* **Exercise directions**
Reproduce the closing part of the entries exactly: the line with "Can you see the metal railing?" and all lines after it, ending with the last line, and nothing else.

* **Records from a dataset**
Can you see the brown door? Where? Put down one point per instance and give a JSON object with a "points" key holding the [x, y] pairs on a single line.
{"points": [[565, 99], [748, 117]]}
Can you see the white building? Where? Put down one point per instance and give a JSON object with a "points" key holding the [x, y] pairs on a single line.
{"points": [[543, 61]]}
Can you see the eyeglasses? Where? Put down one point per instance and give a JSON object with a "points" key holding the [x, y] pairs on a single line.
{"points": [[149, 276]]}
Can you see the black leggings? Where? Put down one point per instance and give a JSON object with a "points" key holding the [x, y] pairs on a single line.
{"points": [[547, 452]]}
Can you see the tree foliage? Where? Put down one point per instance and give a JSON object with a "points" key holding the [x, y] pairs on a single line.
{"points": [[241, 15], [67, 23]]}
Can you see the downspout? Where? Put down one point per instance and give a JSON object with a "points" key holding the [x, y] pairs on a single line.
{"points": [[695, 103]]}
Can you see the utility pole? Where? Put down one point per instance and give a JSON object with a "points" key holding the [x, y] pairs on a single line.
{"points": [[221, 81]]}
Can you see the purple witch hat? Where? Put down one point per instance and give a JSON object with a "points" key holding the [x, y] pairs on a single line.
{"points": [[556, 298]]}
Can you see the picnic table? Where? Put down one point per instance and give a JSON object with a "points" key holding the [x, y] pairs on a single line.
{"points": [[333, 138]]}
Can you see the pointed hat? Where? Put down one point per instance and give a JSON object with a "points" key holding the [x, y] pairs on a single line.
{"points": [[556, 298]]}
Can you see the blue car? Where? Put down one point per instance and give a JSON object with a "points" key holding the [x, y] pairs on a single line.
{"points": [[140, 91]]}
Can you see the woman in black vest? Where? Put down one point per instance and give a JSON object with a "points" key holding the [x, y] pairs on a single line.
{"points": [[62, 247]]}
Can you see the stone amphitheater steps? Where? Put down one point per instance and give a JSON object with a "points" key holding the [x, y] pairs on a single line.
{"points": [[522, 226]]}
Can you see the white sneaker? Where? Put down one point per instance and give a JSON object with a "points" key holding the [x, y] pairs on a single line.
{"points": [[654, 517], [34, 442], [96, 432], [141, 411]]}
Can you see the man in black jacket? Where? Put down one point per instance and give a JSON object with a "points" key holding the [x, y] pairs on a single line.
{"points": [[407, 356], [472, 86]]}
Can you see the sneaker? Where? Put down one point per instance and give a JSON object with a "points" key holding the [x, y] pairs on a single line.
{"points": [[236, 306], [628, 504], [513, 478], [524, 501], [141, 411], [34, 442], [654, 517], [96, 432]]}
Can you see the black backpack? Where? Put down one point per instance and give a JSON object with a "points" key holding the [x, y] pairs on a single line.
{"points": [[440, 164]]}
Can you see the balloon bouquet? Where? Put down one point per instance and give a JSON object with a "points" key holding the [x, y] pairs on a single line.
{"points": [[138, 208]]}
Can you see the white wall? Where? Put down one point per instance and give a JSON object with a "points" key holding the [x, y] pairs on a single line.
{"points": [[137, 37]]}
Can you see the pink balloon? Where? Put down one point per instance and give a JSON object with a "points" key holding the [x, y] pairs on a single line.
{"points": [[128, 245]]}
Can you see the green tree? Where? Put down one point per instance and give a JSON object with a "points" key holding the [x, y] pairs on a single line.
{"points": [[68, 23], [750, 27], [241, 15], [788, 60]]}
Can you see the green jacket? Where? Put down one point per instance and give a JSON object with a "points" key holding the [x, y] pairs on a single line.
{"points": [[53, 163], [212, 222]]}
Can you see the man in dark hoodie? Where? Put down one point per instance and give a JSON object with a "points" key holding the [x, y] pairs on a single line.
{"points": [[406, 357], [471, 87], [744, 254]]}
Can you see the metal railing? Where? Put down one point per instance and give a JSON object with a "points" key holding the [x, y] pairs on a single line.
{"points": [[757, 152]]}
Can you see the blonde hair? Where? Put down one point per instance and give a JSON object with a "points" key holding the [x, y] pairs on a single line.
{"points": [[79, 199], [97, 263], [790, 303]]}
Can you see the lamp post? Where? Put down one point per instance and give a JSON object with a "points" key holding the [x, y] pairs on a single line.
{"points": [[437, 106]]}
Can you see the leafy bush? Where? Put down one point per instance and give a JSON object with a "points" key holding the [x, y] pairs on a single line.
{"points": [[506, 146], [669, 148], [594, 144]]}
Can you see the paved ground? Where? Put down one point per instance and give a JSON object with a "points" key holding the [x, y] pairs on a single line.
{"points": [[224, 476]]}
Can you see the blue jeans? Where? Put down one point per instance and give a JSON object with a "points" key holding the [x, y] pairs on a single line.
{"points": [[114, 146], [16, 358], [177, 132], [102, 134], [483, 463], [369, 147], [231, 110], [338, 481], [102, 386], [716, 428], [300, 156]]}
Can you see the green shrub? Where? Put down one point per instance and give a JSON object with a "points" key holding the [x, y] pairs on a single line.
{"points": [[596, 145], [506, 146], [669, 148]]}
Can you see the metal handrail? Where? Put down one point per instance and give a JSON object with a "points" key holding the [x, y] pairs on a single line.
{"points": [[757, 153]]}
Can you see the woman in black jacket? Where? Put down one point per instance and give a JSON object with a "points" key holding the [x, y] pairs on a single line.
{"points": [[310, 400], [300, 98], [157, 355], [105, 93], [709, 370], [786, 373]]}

* **Response to this exercise**
Can you see the metal railing? Where? Put down one point per instance and give a JSON object with a "points" key holding the [x, y] pairs on a single line.
{"points": [[757, 152]]}
Can you see the blonde hair? Where? Put down one point per instance and give a JSON object with a "points" key holding the [x, y] pairs on a single line.
{"points": [[79, 199], [97, 263], [790, 303]]}
Can you see the lamp post? Where? Put down one point per instance and give a JSON object with a "points" key holding the [x, y] pairs on a single line.
{"points": [[437, 106]]}
Can you see the leafy bush? Where? Put down one point per instance and give a JSON object with a "points" key holding the [x, y] pairs on a single line.
{"points": [[506, 146], [669, 148], [594, 144]]}
Can you see the paved ground? Where? Put down one point per instance and give a JSON object with a "points" key holding the [x, y] pairs on a single line.
{"points": [[224, 476]]}
Can you see the blue jeans? Where? Put down one point per instance and give a JSON object with a "points" key holding the [x, y] pairs on a single line.
{"points": [[114, 146], [16, 358], [177, 132], [102, 134], [483, 463], [369, 147], [231, 110], [338, 481], [102, 386], [716, 428], [300, 156]]}
Can you see the green shrub? Where? Put down one point per instance and give a JSON object with a "points" key holding the [x, y] pairs on a single line.
{"points": [[596, 145], [506, 146], [669, 148]]}
Can you see the metal handrail? Where? Put down one point per instance and give a JSON object with a "points" key holding the [x, y] pairs on a single line.
{"points": [[757, 153]]}
Can you see the woman in black jacket? Where? Put down one point per instance and give a JSON object with a "points" key holding the [x, y] pairs on a single line.
{"points": [[310, 400], [300, 98], [157, 355], [105, 93], [709, 370], [786, 373]]}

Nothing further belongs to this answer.